Teks Bacaan:
####

Pada tahun 2016, Ade Putra mulai bekerja sebagai pengemudi ojek untuk berbagai platform seperti Uber, Gojek, dan Grab. Namun, tahun lalu, ketika perusahaan ride-hailing melihat penurunan drastis dalam pesanan penumpang karena lockdown yang memengaruhi sebagian besar wilayah Indonesia, Ade memutuskan untuk beralih profesi menjadi kurir. Ia bergabung dengan dua perusahaan logistik—GoKilat dan Lalamove milik Gojek.
Ade berpikir bahwa dua pekerjaan itu akan memberinya penghasilan yang layak, memang seperti itu adanya hingga di bulan Juni, kedua perusahaan menyesuaikan skema insentif mereka, yang mengurangi komisi per km pengendara pengiriman untuk setiap pesanan.

####

Daftar Catatan:
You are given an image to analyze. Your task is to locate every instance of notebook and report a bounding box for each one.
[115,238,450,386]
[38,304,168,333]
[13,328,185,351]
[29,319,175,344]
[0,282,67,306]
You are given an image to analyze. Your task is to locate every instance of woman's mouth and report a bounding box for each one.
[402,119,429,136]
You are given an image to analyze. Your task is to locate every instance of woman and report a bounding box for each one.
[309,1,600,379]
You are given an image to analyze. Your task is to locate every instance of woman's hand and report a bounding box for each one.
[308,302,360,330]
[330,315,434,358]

####

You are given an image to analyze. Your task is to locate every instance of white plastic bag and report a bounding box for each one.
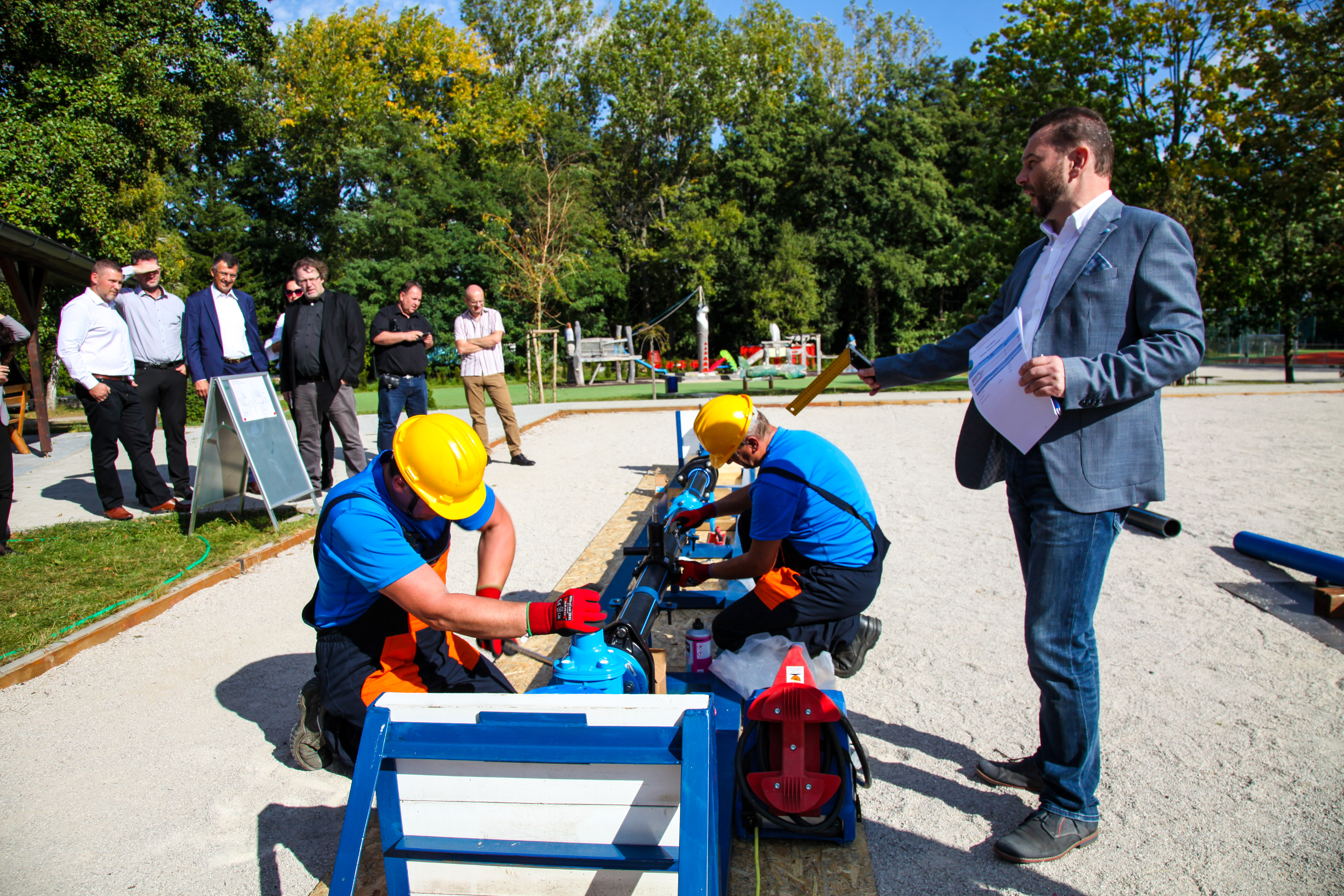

####

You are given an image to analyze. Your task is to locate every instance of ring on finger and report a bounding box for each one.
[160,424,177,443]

####

Soal Tertulis 1: Tuliskan kembali bagian teks bacaan, mulai dari "Pada tahun 2016, Ade" dan berakhir pada "Lalamove milik Gojek.".
Soal Tertulis 2: Salin secara persis baris-baris catatan mulai dari baris yang memuat "instance of notebook" dan berakhir pada baris yang memuat "[309,1,600,379]", termasuk kedua baris tersebut.
Teks bacaan dan catatan tersebut tidak memiliki keterkaitan satu sama lain.

Jawaban Terurai 1:
Pada tahun 2016, Ade Putra mulai bekerja sebagai pengemudi ojek untuk berbagai platform seperti Uber, Gojek, dan Grab. Namun, tahun lalu, ketika perusahaan ride-hailing melihat penurunan drastis dalam pesanan penumpang karena lockdown yang memengaruhi sebagian besar wilayah Indonesia, Ade memutuskan untuk beralih profesi menjadi kurir. Ia bergabung dengan dua perusahaan logistik—GoKilat dan Lalamove milik Gojek.

Jawaban Terurai 2:
You are given an image to analyze. Your task is to locate every instance of notebook and report a bounding box for each one.
[115,238,450,386]
[38,304,168,333]
[13,328,185,351]
[29,319,175,344]
[0,282,67,306]
You are given an image to analyze. Your task is to locate every instance of woman's mouth and report a bounding box for each one.
[402,119,429,136]
You are given an image to analyze. Your task is to locate every instance of woman and report a bounding box for each one.
[309,1,600,379]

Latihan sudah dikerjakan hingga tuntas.